### Data for processing ###

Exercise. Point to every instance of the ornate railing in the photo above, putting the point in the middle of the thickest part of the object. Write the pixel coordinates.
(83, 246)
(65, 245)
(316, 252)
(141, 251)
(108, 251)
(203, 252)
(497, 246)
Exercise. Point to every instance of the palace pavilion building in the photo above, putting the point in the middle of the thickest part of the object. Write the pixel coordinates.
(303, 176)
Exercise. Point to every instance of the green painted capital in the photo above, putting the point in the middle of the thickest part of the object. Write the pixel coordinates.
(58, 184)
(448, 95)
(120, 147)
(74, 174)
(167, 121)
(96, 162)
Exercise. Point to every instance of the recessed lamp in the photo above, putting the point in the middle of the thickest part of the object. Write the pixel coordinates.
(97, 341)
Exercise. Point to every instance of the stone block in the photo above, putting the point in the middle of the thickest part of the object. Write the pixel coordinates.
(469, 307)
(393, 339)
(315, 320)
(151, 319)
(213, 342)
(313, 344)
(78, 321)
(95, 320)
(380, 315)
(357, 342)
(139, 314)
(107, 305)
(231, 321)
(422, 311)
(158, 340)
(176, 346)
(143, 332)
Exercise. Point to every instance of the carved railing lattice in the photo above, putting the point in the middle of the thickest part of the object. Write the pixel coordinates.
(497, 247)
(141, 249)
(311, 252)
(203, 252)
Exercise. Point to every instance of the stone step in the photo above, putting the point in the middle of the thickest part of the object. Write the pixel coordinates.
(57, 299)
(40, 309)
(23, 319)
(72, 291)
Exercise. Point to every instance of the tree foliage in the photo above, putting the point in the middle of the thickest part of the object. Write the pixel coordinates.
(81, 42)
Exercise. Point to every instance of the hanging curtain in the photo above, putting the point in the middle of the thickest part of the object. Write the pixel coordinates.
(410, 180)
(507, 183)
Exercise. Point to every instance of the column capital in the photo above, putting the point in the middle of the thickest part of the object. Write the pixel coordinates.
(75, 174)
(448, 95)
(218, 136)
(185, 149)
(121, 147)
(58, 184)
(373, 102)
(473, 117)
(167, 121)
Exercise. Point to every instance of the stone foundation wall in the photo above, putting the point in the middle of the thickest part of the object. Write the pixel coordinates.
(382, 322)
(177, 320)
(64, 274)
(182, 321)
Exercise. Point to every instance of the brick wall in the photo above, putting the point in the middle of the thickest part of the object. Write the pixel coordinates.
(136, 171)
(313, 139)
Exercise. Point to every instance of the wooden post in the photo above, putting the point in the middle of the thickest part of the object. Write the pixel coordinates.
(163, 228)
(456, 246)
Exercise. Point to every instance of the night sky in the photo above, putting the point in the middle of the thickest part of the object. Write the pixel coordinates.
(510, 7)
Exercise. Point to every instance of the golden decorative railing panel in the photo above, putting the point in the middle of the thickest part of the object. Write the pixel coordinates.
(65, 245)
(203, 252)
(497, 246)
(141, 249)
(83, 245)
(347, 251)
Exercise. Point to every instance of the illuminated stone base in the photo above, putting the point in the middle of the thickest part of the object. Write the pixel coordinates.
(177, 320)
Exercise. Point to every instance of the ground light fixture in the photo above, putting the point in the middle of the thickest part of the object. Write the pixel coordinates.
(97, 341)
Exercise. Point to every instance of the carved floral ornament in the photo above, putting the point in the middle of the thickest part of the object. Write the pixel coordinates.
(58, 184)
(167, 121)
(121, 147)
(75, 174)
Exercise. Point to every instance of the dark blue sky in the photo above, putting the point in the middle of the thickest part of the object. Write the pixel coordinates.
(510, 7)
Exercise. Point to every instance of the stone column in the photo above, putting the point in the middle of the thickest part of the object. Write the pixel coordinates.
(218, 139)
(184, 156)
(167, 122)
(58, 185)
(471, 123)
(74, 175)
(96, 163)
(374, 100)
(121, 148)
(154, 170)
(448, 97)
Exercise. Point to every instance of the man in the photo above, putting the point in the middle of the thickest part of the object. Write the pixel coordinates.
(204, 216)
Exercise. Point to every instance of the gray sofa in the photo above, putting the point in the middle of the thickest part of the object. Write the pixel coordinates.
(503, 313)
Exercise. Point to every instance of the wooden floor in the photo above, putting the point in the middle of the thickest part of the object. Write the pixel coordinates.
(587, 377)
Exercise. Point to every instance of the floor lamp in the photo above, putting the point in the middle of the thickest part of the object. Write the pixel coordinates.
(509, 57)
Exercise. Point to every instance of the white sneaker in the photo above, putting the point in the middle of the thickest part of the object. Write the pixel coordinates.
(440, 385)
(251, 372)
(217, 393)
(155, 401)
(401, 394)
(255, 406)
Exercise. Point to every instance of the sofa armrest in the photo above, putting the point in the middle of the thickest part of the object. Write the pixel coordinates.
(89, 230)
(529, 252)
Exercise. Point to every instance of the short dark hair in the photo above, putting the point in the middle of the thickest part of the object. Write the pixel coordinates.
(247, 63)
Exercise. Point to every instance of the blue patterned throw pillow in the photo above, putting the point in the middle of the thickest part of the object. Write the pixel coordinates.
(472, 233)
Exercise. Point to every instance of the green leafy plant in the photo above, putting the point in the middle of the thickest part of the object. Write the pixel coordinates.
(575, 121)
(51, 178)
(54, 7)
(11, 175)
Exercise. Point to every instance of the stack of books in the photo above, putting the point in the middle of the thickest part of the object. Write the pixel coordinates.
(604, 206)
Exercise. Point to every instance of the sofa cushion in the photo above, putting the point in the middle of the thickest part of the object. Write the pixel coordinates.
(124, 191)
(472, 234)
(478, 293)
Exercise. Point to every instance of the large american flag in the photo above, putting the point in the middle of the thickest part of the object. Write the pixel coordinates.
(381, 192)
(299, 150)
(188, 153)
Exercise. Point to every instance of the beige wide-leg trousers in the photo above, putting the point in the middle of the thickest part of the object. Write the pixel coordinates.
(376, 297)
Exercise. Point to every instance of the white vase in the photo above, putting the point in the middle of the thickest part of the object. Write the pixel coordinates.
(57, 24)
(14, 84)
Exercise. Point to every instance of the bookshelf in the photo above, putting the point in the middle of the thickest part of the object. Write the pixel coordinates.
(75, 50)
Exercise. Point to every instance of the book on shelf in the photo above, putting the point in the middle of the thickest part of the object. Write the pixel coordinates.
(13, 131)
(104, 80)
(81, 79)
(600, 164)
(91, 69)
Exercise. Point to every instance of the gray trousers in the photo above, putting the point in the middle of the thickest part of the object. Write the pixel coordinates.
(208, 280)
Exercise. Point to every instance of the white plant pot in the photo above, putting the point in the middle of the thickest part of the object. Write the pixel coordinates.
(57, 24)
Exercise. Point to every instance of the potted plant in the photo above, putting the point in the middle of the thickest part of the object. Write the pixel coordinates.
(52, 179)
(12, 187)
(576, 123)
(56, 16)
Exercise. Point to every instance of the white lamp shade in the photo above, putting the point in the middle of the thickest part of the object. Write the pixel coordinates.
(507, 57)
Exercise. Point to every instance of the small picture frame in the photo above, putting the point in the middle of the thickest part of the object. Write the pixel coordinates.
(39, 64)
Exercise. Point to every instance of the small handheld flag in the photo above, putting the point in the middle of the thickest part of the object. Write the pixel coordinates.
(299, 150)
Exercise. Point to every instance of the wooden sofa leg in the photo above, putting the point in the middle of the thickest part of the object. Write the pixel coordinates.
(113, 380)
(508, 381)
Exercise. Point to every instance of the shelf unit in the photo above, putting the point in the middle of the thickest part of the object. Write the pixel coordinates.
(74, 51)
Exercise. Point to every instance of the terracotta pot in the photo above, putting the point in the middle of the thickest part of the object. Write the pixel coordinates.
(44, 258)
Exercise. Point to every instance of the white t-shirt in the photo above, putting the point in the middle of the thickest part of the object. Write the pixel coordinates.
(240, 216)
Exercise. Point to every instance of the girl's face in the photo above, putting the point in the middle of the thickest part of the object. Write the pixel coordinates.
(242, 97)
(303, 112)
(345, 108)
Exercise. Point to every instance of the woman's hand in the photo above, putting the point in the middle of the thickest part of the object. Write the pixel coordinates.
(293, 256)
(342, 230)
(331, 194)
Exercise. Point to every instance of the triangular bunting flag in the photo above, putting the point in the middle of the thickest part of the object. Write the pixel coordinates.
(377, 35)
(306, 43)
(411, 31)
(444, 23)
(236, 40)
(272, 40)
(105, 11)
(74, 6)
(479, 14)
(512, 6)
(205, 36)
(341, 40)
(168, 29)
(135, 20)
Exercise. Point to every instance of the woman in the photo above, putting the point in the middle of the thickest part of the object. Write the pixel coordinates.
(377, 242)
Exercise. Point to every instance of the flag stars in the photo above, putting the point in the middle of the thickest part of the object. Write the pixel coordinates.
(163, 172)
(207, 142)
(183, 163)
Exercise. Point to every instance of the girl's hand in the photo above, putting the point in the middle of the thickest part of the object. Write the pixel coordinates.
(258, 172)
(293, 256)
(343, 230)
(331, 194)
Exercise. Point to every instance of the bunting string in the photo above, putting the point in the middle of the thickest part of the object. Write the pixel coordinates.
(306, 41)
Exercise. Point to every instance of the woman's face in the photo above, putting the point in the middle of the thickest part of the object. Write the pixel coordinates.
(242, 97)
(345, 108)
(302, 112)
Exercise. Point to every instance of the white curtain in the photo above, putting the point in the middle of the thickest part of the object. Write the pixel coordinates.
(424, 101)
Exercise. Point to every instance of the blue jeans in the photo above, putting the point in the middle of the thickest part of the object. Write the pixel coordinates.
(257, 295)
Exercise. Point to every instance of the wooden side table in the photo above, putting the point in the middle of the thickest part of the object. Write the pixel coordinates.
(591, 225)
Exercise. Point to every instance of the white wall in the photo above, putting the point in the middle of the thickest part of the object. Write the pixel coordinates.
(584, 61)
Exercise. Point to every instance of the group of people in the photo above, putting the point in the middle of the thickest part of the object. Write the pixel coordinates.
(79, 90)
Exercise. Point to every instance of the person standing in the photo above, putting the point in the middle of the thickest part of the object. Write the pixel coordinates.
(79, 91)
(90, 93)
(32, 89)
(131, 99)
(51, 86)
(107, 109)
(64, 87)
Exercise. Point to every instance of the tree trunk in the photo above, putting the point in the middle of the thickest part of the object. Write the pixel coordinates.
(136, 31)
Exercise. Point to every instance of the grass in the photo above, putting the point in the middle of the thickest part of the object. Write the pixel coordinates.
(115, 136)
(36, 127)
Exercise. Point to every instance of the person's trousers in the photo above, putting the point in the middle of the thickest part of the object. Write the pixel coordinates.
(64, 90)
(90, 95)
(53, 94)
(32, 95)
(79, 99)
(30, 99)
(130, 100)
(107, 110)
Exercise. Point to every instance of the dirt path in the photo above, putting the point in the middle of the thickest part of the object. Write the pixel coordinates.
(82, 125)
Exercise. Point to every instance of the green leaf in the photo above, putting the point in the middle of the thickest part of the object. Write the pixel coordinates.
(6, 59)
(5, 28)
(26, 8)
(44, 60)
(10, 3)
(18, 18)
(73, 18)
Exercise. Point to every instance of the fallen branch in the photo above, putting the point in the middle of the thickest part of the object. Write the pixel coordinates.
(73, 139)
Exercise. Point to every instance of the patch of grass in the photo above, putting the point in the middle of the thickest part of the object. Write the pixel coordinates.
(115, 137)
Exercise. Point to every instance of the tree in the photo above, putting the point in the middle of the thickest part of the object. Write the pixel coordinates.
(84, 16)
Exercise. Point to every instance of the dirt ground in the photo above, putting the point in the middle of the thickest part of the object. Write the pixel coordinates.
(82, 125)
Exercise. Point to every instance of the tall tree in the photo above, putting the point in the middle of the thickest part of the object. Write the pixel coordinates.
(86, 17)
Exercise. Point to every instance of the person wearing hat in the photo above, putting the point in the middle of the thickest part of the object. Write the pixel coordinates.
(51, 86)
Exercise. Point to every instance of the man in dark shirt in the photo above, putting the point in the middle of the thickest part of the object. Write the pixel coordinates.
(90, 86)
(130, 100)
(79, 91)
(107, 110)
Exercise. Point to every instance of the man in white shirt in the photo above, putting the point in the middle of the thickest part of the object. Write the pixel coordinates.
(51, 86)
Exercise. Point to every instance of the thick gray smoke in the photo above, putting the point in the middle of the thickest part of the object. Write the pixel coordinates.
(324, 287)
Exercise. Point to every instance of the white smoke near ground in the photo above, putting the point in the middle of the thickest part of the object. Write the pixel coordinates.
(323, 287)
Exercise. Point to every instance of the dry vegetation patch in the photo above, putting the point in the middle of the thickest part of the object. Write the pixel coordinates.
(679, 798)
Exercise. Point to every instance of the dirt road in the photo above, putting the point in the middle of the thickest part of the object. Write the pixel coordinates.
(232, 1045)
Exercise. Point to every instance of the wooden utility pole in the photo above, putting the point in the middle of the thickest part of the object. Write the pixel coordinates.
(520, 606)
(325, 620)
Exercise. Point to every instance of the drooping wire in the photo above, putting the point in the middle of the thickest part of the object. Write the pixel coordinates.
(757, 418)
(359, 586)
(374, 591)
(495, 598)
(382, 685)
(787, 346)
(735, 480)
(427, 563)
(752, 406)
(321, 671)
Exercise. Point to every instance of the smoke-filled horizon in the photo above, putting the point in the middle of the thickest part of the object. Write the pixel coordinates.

###

Directions for this task:
Quote, word for word, the lines running from the one that contains "Exercise. Point to every instance of the dirt road" through the end of the items, both included.

Completed task:
Exercise. Point to every instance of the dirt road in the photo above, putting the point in the middle of the thickest part of the object. Write the pixel coordinates.
(232, 1045)
Exercise. Point to every instance of the wooden utility pole in the photo above, putting the point in the middle of the thickest part of the object. Write the pixel coordinates.
(520, 606)
(325, 620)
Exercise. Point to every instance of the drooping wire in the photo above, putting the point in the middle of the thickest part of the object. Write the pixel coordinates.
(757, 418)
(359, 586)
(374, 591)
(495, 598)
(382, 685)
(787, 346)
(735, 480)
(427, 563)
(752, 406)
(321, 671)
Exercise. Point to every instance of the smoke-filled horizon in the photo above, putting the point in the middle of the thickest part of the object. Write the pixel coordinates.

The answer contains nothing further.